■ **Task goal**
Copy out the listing that follows, substituting "inspect" for every occurrence of "examine" and leaving all other text unchanged.

■ **Exercise material**
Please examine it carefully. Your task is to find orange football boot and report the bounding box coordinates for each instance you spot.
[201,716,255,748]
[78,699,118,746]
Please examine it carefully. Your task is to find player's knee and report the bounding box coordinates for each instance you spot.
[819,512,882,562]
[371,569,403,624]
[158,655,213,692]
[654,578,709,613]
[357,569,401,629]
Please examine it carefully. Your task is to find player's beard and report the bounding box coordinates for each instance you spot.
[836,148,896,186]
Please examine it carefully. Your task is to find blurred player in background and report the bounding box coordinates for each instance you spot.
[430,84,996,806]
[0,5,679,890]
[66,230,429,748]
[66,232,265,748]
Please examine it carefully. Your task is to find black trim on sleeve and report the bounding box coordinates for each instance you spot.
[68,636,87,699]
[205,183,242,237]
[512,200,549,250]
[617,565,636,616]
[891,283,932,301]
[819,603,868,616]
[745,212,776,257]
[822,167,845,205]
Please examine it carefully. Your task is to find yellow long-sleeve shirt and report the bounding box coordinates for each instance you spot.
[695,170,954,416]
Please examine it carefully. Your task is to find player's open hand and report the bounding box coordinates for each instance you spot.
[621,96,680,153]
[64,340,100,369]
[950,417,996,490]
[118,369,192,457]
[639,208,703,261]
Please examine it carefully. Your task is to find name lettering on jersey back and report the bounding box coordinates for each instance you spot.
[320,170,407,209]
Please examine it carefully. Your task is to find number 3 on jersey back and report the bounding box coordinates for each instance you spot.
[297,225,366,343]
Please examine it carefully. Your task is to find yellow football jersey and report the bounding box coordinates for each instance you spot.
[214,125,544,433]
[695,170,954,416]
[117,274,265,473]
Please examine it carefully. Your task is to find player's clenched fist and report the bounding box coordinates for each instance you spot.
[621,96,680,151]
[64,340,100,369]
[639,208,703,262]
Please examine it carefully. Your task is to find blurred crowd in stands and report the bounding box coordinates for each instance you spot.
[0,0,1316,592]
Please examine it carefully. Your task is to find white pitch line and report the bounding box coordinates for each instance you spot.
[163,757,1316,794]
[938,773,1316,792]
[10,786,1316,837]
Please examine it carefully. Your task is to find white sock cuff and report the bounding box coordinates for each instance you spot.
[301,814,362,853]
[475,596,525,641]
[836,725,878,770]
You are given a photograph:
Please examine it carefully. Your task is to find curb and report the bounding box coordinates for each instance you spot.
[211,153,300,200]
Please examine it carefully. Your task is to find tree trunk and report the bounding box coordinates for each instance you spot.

■ **Output of the task**
Please inspect it carefully. Your task is to find orange football boot and report the bounding box coordinates for each instance you spot.
[201,716,255,748]
[78,699,118,746]
Please inspect it carefully. Your task is to find player's knee and report the bounding box coordinates for each instance you spot.
[819,512,882,562]
[371,569,403,624]
[158,655,213,692]
[654,578,709,613]
[357,569,401,629]
Please inspect it carefully. Your task is to find player's beard and report the bounding box coordinates for each instance you spot.
[836,148,896,186]
Please inspect it carefully. Your task is to find blurred player in background and report the bounding box coordinates for each instance you spot.
[430,84,996,806]
[0,5,679,890]
[66,230,429,748]
[66,232,265,748]
Please inspect it carefully. Your task is to find black trim on sleeve and report the bounding box coordinates for each instance you spot.
[68,636,87,699]
[205,183,242,237]
[512,200,549,250]
[617,565,636,616]
[891,283,932,301]
[819,603,868,616]
[745,212,776,257]
[822,167,845,205]
Please inspect it carefully. Your task is to find yellow long-sleeve shirt and report the bounding box coordinates for each instance you spot.
[695,170,954,416]
Please inspect it carefully. Your task is to find player's open hand and report the bounding box coordinates for each instance you spot.
[621,96,680,153]
[64,340,100,369]
[950,417,996,490]
[118,369,192,457]
[639,208,703,261]
Please inspect it carefully. Your task is to find name lettering on jersey back and report the bounding box coordinates for each instance you spot.
[320,170,407,209]
Please inspect it carefully. Your task is to find number 3 on jersey back and report the bounding box coordinates for each instance you spot.
[297,225,366,343]
Please inspect it carefully. Your task is to find yellow football jersey and report the bounding box coordinates for each instance you spot.
[214,125,544,433]
[695,170,954,416]
[117,274,265,473]
Please inspect it carefully. Your task is to find player's clenched fist and report the bounding box coordinates for each instance you spot.
[621,96,680,151]
[64,340,100,369]
[639,208,703,262]
Please inspect it carefully. Your task is to find blurred crowd in stands and report the bounding box coordinates for each instance you spot.
[0,0,1316,592]
Please inspect it carefully. Your task is to find white pitch line and report the bounding box coordinates for each instance you spot.
[163,757,1316,794]
[938,773,1316,792]
[10,786,1316,837]
Please inspect it carefully. Your task is to find white sock cuff and report the bounding box coordinates for each instance you spot.
[301,814,362,853]
[475,596,525,641]
[836,725,878,770]
You are given a photograph:
Please inspect it carefully. Your task is to find curb and report the bounding box coordinates for each instance you spot.
[211,153,300,200]
Please inspect it carefully. Your task is to find tree trunk and report the bounding box coordinates for each instance you spot.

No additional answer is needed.